## Set exercise:
Reproduce every one of the entries below word for word, without any changes.

## Dataset content:
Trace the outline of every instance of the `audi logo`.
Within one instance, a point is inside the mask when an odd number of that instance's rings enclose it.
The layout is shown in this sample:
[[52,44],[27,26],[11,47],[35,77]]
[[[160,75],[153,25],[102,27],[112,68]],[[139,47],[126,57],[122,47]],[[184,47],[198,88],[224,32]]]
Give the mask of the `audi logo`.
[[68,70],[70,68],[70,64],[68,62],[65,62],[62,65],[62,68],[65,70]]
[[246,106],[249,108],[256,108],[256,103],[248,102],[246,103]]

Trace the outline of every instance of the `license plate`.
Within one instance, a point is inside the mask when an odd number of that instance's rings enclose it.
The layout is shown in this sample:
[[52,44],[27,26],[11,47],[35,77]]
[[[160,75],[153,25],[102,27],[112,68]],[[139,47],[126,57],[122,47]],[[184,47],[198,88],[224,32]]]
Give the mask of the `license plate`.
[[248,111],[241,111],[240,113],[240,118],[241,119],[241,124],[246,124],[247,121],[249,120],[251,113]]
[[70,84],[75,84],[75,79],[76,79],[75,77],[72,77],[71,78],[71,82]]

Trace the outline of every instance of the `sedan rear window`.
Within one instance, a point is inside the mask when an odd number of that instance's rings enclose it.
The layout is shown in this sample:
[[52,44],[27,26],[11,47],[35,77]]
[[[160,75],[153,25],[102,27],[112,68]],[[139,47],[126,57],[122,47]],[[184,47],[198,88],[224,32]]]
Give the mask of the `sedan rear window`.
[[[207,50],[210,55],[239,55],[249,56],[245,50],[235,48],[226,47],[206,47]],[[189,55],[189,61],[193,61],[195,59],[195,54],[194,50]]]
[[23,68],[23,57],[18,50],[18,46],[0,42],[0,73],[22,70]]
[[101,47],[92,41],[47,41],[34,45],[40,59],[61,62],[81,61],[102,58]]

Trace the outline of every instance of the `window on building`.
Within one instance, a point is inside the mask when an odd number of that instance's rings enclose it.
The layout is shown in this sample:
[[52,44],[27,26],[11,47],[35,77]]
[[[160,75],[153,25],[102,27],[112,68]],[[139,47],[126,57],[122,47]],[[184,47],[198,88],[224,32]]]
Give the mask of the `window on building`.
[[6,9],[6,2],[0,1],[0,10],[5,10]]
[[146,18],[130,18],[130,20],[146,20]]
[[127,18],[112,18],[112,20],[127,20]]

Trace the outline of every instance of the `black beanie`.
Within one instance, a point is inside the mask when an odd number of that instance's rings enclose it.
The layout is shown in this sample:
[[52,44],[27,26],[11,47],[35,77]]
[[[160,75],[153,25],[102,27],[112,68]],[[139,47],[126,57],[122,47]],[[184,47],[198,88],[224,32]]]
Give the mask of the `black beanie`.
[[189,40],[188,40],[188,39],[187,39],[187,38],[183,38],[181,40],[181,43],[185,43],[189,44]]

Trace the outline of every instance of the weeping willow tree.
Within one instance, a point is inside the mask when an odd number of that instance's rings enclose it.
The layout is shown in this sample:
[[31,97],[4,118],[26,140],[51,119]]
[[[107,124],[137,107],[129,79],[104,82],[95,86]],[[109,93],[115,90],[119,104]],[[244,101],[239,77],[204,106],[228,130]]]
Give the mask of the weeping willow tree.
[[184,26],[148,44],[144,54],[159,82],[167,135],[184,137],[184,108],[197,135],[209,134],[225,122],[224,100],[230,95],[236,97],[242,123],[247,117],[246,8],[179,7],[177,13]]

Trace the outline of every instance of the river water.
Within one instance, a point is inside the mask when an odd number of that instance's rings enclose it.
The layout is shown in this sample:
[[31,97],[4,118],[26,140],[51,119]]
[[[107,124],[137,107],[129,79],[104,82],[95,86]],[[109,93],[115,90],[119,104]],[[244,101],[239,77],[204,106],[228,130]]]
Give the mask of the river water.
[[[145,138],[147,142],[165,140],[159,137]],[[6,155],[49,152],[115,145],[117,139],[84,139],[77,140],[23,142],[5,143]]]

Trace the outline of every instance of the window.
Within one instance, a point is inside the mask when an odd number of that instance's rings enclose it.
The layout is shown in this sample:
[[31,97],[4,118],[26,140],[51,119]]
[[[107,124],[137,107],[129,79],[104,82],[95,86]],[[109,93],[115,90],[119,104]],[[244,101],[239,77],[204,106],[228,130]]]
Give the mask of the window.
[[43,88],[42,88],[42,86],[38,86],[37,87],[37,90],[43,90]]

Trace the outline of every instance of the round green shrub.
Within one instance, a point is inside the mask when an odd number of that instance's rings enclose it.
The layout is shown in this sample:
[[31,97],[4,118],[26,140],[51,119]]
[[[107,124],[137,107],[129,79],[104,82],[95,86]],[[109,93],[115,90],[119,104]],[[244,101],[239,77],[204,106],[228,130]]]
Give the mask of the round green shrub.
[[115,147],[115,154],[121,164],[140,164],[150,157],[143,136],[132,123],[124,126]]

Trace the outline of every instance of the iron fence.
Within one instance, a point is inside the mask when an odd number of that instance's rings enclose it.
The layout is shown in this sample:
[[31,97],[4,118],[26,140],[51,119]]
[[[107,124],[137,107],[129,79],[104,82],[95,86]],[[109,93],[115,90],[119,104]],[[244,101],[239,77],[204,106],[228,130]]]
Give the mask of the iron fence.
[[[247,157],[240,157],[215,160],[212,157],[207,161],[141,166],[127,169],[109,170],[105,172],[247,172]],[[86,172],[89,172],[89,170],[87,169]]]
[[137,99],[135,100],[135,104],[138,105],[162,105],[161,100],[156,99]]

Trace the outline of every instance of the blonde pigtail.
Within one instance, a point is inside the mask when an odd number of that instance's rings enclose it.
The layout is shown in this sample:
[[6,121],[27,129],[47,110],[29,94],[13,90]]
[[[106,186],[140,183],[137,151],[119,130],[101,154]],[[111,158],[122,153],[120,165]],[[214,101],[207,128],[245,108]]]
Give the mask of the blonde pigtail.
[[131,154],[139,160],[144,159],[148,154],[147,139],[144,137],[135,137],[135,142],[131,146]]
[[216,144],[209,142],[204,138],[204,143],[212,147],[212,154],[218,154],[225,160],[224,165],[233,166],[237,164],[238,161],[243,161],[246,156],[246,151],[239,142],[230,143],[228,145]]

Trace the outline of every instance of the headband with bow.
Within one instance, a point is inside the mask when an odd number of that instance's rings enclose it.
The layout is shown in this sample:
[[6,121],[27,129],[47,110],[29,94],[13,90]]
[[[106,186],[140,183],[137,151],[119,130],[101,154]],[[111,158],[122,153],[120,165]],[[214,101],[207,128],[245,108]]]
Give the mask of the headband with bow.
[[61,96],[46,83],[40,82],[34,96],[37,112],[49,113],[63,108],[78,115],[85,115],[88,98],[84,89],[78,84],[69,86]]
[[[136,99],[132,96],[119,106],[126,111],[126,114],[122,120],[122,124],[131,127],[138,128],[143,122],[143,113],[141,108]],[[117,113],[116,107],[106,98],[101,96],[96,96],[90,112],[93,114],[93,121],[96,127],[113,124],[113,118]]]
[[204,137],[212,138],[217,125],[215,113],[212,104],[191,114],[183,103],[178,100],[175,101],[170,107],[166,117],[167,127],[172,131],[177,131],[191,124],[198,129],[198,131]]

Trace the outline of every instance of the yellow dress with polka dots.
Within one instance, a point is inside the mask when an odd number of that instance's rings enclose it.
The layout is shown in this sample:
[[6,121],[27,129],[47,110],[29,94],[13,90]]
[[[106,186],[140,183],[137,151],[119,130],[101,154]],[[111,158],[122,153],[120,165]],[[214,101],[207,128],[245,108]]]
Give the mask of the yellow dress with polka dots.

## Exercise result:
Trace the outline of every instance of the `audi logo`.
Within one instance, a point is inside the mask when an odd number of that instance's rings enclose it.
The layout is shown in this sample:
[[52,44],[27,26],[11,47],[35,77]]
[[[160,75],[153,25],[102,27],[112,68]],[[139,47],[126,57],[122,47]],[[184,47],[198,88],[224,32]]]
Give the mask of the `audi logo`.
[[68,70],[70,68],[70,64],[68,62],[65,62],[62,65],[62,68],[65,70]]
[[246,106],[249,108],[256,108],[256,103],[248,102],[246,103]]

Trace the outline of every instance of the `license plate`.
Within one instance, a point is inside the mask when an odd number of that instance's rings enclose it.
The layout is shown in this sample:
[[52,44],[27,26],[11,47],[35,77]]
[[[160,75],[153,25],[102,27],[112,68]],[[139,47],[126,57],[122,47]],[[184,47],[198,88],[224,32]]]
Give the mask of the `license plate`.
[[248,111],[241,111],[240,113],[240,118],[241,119],[241,124],[246,124],[247,121],[249,120],[251,113]]
[[70,84],[75,84],[75,79],[76,79],[75,77],[72,77],[71,78],[71,82]]

Trace the outline of every instance of the `sedan rear window`.
Within one instance, a point is inside the mask when an odd number of that instance's rings enclose it.
The layout is shown in this sample:
[[52,44],[27,26],[11,47],[35,77]]
[[[160,75],[153,25],[102,27],[112,68]],[[139,47],[126,57],[122,47]],[[184,47],[198,88],[224,32]]]
Give the mask of the `sedan rear window`.
[[[207,50],[210,55],[239,55],[249,56],[245,50],[235,48],[226,47],[206,47]],[[189,55],[189,61],[193,61],[195,59],[195,54],[194,50]]]
[[23,68],[23,57],[18,50],[18,46],[0,42],[0,73],[22,70]]
[[101,47],[92,41],[47,41],[34,45],[40,59],[61,62],[81,61],[102,58]]

Trace the outline of every instance of the `window on building`.
Within one instance, a point is inside the mask when an odd number of that instance's rings enclose it.
The layout is shown in this sample:
[[52,44],[27,26],[11,47],[35,77]]
[[[160,75],[153,25],[102,27],[112,68]],[[139,47],[126,57],[122,47]],[[184,47],[198,88],[224,32]]]
Give the mask of the `window on building`.
[[6,9],[6,2],[0,1],[0,10],[5,10]]
[[146,18],[130,18],[130,20],[146,20]]
[[127,18],[112,18],[112,20],[127,20]]

Trace the outline of every instance of the `black beanie`.
Within one instance, a point is inside the mask when an odd number of that instance's rings enclose it.
The layout is shown in this sample:
[[52,44],[27,26],[11,47],[35,77]]
[[[160,75],[153,25],[102,27],[112,68]],[[139,47],[126,57],[122,47]],[[184,47],[198,88],[224,32]]]
Give the mask of the `black beanie`.
[[189,40],[188,40],[188,39],[187,39],[187,38],[183,38],[181,40],[181,43],[185,43],[189,44]]

Trace the outline of every instance of the weeping willow tree.
Within one instance, a point is inside the mask when an odd number of that instance's rings enclose it.
The layout is shown in this sample:
[[31,97],[4,118],[26,140],[51,119]]
[[[107,124],[137,107],[129,79],[104,82],[95,86]],[[109,93],[115,90],[119,104]],[[244,101],[239,77],[204,106],[228,130]]]
Give the mask of the weeping willow tree.
[[184,26],[148,44],[144,54],[159,82],[167,135],[184,137],[184,108],[197,135],[209,134],[225,122],[224,100],[230,95],[236,97],[242,123],[247,117],[246,8],[179,7],[177,13]]

Trace the outline of every instance of the river water.
Within one instance, a point is inside the mask when an odd number of that instance's rings enclose it.
The layout is shown in this sample:
[[31,97],[4,118],[26,140],[51,119]]
[[[107,124],[137,107],[129,79],[104,82],[95,86]],[[109,93],[115,90],[119,104]],[[244,101],[239,77],[204,106],[228,130]]]
Give the mask of the river water.
[[[145,138],[147,142],[165,140],[159,137]],[[6,155],[49,152],[115,145],[117,139],[84,139],[77,140],[23,142],[5,143]]]

Trace the outline of every instance of the window.
Within one instance, a point is inside the mask when an odd number of that instance's rings enclose it.
The layout is shown in this sample:
[[31,97],[4,118],[26,140],[51,119]]
[[[107,124],[137,107],[129,79],[104,82],[95,86]],[[109,93],[115,90],[119,104]],[[244,101],[239,77],[204,106],[228,130]]]
Give the mask of the window.
[[43,88],[42,88],[42,86],[38,86],[37,87],[37,90],[43,90]]

Trace the outline of every instance of the round green shrub.
Within one instance, a point is inside the mask when an odd number of that instance's rings enclose it.
The layout is shown in this sample:
[[31,97],[4,118],[26,140],[51,119]]
[[[107,124],[137,107],[129,79],[104,82],[95,86]],[[109,93],[115,90],[119,104]],[[244,101],[239,77],[204,106],[228,130]]]
Give the mask of the round green shrub.
[[115,147],[115,154],[121,164],[140,164],[150,157],[143,136],[132,123],[124,126]]

Trace the outline of every instance of the iron fence.
Within one instance, a point is inside the mask when an odd number of that instance's rings enclose it.
The layout is shown in this sample:
[[31,97],[4,118],[26,140],[51,119]]
[[[107,124],[137,107],[129,79],[104,82],[95,86]],[[109,93],[115,90],[119,104]],[[244,101],[239,77],[204,106],[228,130]]]
Give the mask of the iron fence.
[[[247,157],[240,157],[215,160],[212,157],[207,161],[141,166],[127,169],[109,170],[105,172],[247,172]],[[86,172],[89,172],[89,170],[87,169]]]
[[137,99],[135,100],[135,104],[138,105],[162,105],[161,100],[156,99]]

Trace the outline of every instance of the blonde pigtail.
Within one instance, a point is inside the mask when an odd number of that instance's rings enclose it.
The layout is shown in this sample:
[[6,121],[27,129],[47,110],[29,94],[13,90]]
[[[106,186],[140,183],[137,151],[119,130],[101,154]],[[111,158],[122,153],[120,165]],[[214,101],[207,128],[245,108]]]
Give the mask of the blonde pigtail.
[[131,154],[139,160],[144,159],[148,154],[147,139],[144,137],[135,137],[135,142],[131,146]]
[[216,144],[209,142],[204,138],[204,143],[212,147],[212,154],[218,154],[225,160],[224,165],[233,166],[237,164],[238,161],[243,161],[246,156],[246,151],[239,142],[230,143],[228,145]]

Trace the outline of every instance of the headband with bow.
Within one instance, a point is inside the mask when an odd number of that instance's rings enclose it.
The layout is shown in this sample:
[[6,121],[27,129],[47,110],[29,94],[13,90]]
[[[106,186],[140,183],[137,151],[119,130],[101,154]],[[111,158],[122,153],[120,165]],[[214,101],[207,128],[245,108]]]
Give the mask of the headband with bow.
[[61,96],[46,83],[40,82],[34,96],[37,112],[49,113],[63,108],[78,115],[85,115],[88,98],[84,89],[78,84],[69,86]]
[[[136,99],[132,96],[119,106],[126,111],[126,114],[122,120],[122,124],[131,127],[138,128],[143,122],[143,113],[141,108]],[[117,113],[116,107],[106,98],[101,96],[96,96],[90,112],[93,114],[93,121],[96,127],[113,124],[113,118]]]
[[204,137],[212,138],[217,125],[215,113],[212,104],[191,114],[183,103],[178,100],[175,101],[170,107],[166,117],[167,127],[172,131],[177,131],[191,124],[198,129],[198,131]]

Trace the outline of every instance of the yellow dress with polka dots.
Within one instance, a point is inside the mask when an odd number of that instance's rings enclose it.
The layout is shown in this sample:
[[6,121],[27,129],[47,110],[29,94],[13,90]]
[[[106,186],[140,183],[137,151],[119,130],[101,154]],[[111,158],[122,153],[120,165]],[[214,101],[207,128],[245,108]]]
Give the mask of the yellow dress with polka dots.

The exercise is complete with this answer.